> What you need to do
Transcribe the listing exactly as written. Leave the images out.

> Supplied material
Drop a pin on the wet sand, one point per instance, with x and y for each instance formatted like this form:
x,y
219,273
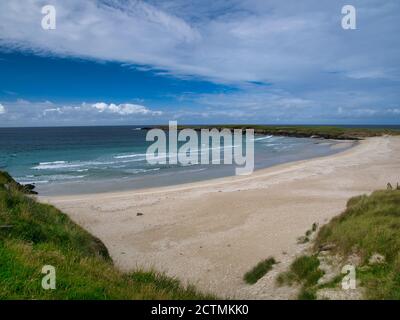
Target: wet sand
x,y
210,233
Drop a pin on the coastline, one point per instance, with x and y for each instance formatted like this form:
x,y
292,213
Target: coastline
x,y
211,232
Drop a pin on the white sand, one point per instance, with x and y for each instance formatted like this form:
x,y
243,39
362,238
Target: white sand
x,y
210,233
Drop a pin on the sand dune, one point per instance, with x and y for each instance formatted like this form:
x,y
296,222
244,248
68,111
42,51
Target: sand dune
x,y
210,233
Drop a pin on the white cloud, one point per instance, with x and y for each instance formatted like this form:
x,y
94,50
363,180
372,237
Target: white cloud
x,y
25,113
124,109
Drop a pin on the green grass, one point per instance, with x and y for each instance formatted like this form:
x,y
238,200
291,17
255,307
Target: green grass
x,y
33,235
370,224
259,270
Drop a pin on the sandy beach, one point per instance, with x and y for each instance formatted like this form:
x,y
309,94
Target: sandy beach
x,y
210,233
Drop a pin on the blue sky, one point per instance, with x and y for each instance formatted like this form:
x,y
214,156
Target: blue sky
x,y
250,61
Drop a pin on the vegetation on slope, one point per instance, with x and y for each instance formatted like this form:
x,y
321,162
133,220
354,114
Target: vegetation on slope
x,y
33,235
260,270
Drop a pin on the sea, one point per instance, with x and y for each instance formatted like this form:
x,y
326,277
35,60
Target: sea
x,y
75,160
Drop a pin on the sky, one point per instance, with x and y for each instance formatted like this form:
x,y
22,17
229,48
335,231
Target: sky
x,y
119,62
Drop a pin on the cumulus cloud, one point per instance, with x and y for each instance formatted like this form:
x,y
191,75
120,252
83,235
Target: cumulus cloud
x,y
313,66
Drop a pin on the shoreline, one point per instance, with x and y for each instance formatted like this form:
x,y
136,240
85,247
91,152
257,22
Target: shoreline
x,y
344,146
210,234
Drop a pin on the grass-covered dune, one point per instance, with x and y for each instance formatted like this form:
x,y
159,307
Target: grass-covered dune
x,y
327,132
367,232
33,235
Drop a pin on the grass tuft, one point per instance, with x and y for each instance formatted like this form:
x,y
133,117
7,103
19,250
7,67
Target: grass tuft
x,y
33,235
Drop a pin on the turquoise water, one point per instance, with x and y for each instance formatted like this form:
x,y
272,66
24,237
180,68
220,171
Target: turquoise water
x,y
97,159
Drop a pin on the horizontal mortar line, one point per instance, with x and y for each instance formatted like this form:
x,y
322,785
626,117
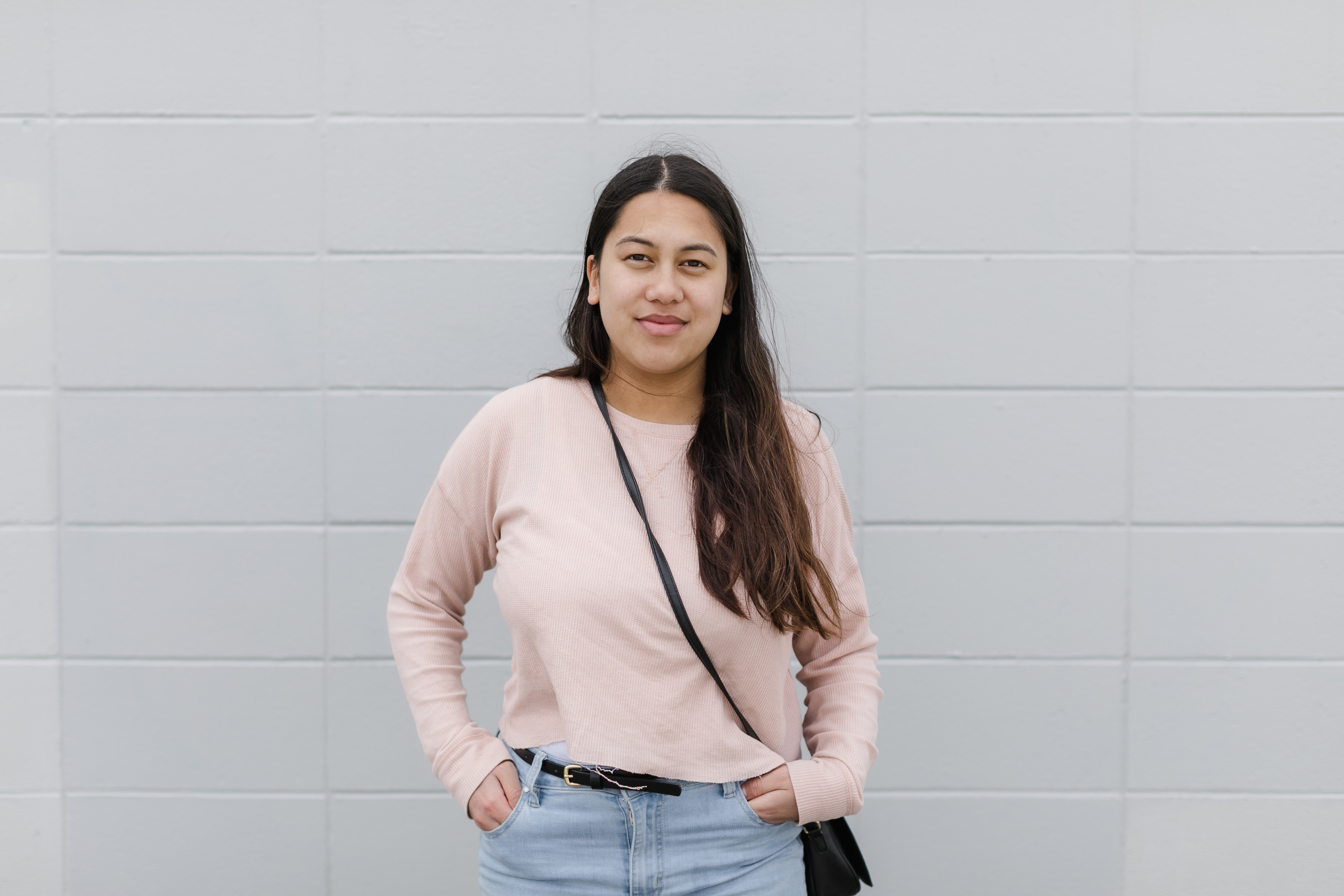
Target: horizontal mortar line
x,y
1195,392
355,525
1000,662
201,794
203,527
436,119
1257,526
1209,663
482,392
444,255
185,119
1233,794
123,255
998,117
1241,527
311,392
728,120
1096,255
1236,253
29,794
951,793
195,525
1240,116
1120,525
807,257
222,663
392,794
1086,525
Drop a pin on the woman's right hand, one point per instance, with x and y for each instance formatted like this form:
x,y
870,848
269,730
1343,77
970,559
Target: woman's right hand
x,y
494,798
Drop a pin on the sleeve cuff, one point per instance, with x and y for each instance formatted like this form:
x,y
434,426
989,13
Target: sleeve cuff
x,y
466,766
823,790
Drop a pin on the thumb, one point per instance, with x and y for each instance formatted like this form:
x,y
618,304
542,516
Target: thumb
x,y
507,774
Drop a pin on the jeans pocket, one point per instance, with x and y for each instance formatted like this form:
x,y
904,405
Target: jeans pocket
x,y
507,823
751,812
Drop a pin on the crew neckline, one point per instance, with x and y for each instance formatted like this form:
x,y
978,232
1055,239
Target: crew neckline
x,y
650,428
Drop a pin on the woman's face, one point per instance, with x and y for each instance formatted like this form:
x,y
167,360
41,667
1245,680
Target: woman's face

> Task response
Drop a pin on the wet sand, one point per instance, with x and y for each instance formatted like this form:
x,y
219,273
Target: wet sand
x,y
210,233
Drop a pin on the coastline, one point per instance, with x and y for each instance formatted like this form:
x,y
292,213
Target: coastline
x,y
211,232
Drop a pin on the white sand, one point per instance, with x and y for each instance formatted like this form:
x,y
243,39
362,238
Target: white sand
x,y
210,233
Drop a pin on the sand dune, one point per instance, with x and y for each instance formatted like this form:
x,y
296,222
244,248
68,111
42,51
Target: sand dune
x,y
210,233
Drop a pin on the white cloud, one point per instance, with x and y for each instance formatted like this form:
x,y
94,50
363,180
372,237
Target: white cloud
x,y
25,113
124,109
Drop a pin on the green grass, one point per instance, with x and y for each instance formatted like this form:
x,y
238,200
291,17
255,307
Target: green grass
x,y
33,235
370,224
259,270
Drop a pin on the sandy beach, one point per instance, with x and y for each instance formatted like this form:
x,y
309,94
Target: sandy beach
x,y
210,233
Drop a pin on the blue sky, one point per instance, with x and y for each instance formatted like this form:
x,y
214,156
Target: blue sky
x,y
250,61
Drop a pin on the vegetation on slope, one point per instance, with x and y for each instance formatted like this form:
x,y
321,162
133,220
354,114
Target: vegetation on slope
x,y
33,235
260,270
Drop a pin on the sea, one point per instance, with x and y for each instance formatted like this form:
x,y
326,277
35,60
Target: sea
x,y
75,160
Drop a pin on the sky, one point per instance, with x and y for each instance formatted like this form:
x,y
22,17
229,48
335,231
Target: sky
x,y
119,62
Drop a pin on the cumulus cloud, one point per instance, with x and y for each instance formatted like this form:
x,y
191,75
120,252
83,235
Target: cumulus cloud
x,y
313,66
Drop a pin on the shoreline, one point per instance, with x and y for each instance formatted like this form:
x,y
136,240
85,247
91,152
257,22
Target: shoreline
x,y
344,146
210,234
Drop a pin on the grass-covered dune, one point per instance, with x and y for each instance formatted like this form:
x,y
159,307
Target: grass-covered dune
x,y
327,132
367,232
33,235
Drop a pin on the grass tuft, one point per instance, with x and y for each instance formatted like this form:
x,y
133,117
7,103
19,250
7,67
Target: grass tuft
x,y
33,235
Drop a pin on the turquoise water, one point per instance, with x and y for each instance formatted like this form:
x,y
272,66
24,237
180,68
220,171
Target: turquoise water
x,y
97,159
Drop a pin on the horizontal mortar line, one point per instance, with x and y for each instance formatted like this form:
x,y
322,785
626,117
Target: horizontal mortar line
x,y
1195,392
355,525
1000,662
201,794
203,527
436,119
1257,526
1209,663
482,392
444,255
185,119
1233,794
123,255
998,117
1241,527
311,392
728,120
1096,255
1236,253
29,794
951,793
195,525
1240,116
1120,525
807,257
222,663
392,794
1086,525
Drop a pin on the woman's right hand, one point per instance, with x and y for each instance formatted like this form:
x,y
870,848
269,730
1343,77
970,559
Target: woman's right hand
x,y
494,798
Drop a pin on the sleeve cuff, one point per instance, with x and y for each instance formatted like this form:
x,y
434,426
989,13
Target: sleeve cuff
x,y
466,766
823,790
Drop a pin on the thumb, one point per instance, with x and y for each instance formatted like this form:
x,y
618,304
542,516
Target: thumb
x,y
507,774
Drop a pin on the jeans pocket, one point per instance, with x and y for each instance formatted like this form:
x,y
904,405
Target: jeans pocket
x,y
507,823
751,812
Drop a pin on the crew neckline, one point per instance, with x and y for each instance formatted like this form:
x,y
978,232
1055,239
Target: crew neckline
x,y
650,428
Drop a pin on the woman's face, one point per instance, with x and y for each instance formatted like this form:
x,y
167,360
41,667
1245,680
Target: woman's face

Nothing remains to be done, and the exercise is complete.